● **Task instructions**: In the keratitis abstract, reproduce word for word everything from "Results : We" down to "management of keratitis.".

● **Excerpted text**:
◇ ◇ ◇ ◇

Purpose : Antibiotic resistance is an ever growing problem in clinical management of infections of the eye, including keratitis. We used photoacoustic flow cytometry to detect and classify keratitis as methicillin sensitive or resistant by testing clinical samples from patients.

Methods : We developed photoacoustic flow cytometry to detect light absorbing particles under flow. This method induces acoustic waves in pigmented particles using laser irradiation, allowing for detection, enumeration, and capture. We acquired samples of Staphylococcus aureus from keratitis in 13 patients in the clinic. These Staphylococcus aureus samples were grown in the presence and absence of Oxacillin and were tested using photoacoustic flow cytometry. In order to create optical absorption in the S. aureus bacteria, purified bacteriophage SP1 virions were modified to incorporate Direct Red 81 dye. Bacteriophage SP1 has a broad host range and has been shown to infect approximately 98% of clinical S. aureus strains. We split each patient sample into two groups, those treated with oxacillin and those not treated. Modified bacteriophage SP1 were added to each group in equal amounts. Using photoacoustics, we then counted the number of bacteria with the expectation that methicillin sensitive samples treated with oxacillin would have greatly reduced numbers of bacteria.

Results : We counted the photoacoustic events in all 13 treated and untreated samples. Detections ranged from 2 to 818 counts. We took the ratio of treated over untreated detections and performed k-means clustering into two groups. The two groups corresponded exactly to the methicillin sensitive and resistant groups determined by PCR for the MecA gene in all 13 strains.

Conclusions : Photoacoustic flow cytometry has the ability to detect Staphylococcus aureus bacteria. By treating samples with antibiotic, it is possible to classify infections as sensitive or resistant, thus allowing for improved management of keratitis.

This is a 2021 ARVO Annual Meeting abstract.

◇ ◇ ◇ ◇

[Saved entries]
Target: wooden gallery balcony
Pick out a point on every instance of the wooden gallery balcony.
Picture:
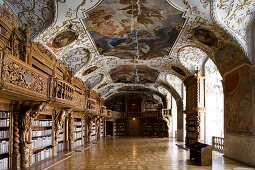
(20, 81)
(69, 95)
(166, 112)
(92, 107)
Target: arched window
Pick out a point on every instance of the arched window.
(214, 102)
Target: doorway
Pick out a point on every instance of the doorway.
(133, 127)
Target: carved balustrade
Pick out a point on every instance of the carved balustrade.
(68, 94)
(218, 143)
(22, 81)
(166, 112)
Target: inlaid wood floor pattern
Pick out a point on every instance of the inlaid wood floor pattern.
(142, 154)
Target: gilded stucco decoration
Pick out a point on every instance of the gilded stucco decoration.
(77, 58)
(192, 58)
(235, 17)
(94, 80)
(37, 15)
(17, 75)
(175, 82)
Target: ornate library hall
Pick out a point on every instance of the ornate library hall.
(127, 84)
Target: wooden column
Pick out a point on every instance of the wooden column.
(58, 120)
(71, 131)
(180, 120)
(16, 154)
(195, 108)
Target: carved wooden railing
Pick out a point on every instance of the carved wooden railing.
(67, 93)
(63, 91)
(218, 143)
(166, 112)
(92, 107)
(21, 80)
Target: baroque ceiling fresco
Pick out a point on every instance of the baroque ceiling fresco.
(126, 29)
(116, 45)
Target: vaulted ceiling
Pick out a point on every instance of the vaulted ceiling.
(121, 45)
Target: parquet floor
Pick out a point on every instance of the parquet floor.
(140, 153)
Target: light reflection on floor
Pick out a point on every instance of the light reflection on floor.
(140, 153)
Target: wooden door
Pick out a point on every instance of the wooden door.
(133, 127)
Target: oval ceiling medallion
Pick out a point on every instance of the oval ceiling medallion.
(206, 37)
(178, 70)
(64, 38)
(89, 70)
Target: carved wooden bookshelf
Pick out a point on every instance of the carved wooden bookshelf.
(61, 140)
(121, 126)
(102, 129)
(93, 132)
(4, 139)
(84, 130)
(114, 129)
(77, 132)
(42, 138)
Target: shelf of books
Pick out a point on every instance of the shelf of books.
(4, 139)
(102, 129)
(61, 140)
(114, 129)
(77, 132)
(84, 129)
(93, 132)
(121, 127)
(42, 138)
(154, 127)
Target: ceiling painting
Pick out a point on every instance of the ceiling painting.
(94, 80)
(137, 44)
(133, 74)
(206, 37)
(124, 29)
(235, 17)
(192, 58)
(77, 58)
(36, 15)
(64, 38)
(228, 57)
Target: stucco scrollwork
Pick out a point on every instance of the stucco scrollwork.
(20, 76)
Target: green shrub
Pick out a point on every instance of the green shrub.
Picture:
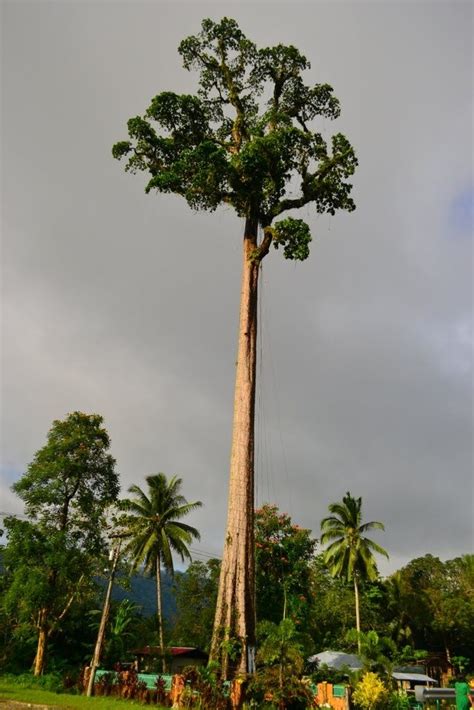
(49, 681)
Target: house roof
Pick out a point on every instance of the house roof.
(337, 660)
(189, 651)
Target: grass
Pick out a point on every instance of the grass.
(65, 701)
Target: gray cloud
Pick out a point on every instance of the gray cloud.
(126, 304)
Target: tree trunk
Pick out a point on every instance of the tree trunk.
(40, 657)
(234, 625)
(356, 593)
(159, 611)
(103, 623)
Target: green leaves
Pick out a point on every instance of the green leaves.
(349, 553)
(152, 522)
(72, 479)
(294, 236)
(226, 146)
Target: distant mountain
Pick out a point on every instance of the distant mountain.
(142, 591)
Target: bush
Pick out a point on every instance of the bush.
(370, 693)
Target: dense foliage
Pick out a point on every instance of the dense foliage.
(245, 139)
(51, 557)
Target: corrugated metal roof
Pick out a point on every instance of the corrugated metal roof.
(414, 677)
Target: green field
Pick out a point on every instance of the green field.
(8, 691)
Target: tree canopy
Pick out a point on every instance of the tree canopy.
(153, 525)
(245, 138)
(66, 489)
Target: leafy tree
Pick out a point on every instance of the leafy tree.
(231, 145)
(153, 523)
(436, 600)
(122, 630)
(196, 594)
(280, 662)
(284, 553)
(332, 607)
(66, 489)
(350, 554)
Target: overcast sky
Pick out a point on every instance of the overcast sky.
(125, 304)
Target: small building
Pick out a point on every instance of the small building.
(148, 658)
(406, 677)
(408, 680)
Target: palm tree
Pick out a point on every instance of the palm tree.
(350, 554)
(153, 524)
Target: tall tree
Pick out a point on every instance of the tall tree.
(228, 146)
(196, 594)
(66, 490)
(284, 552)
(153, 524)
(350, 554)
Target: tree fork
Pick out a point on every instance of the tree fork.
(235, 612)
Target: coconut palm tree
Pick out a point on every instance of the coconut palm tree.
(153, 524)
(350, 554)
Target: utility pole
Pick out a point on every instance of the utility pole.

◇ ◇ ◇ ◇

● **The answer**:
Results : We counted the photoacoustic events in all 13 treated and untreated samples. Detections ranged from 2 to 818 counts. We took the ratio of treated over untreated detections and performed k-means clustering into two groups. The two groups corresponded exactly to the methicillin sensitive and resistant groups determined by PCR for the MecA gene in all 13 strains.

Conclusions : Photoacoustic flow cytometry has the ability to detect Staphylococcus aureus bacteria. By treating samples with antibiotic, it is possible to classify infections as sensitive or resistant, thus allowing for improved management of keratitis.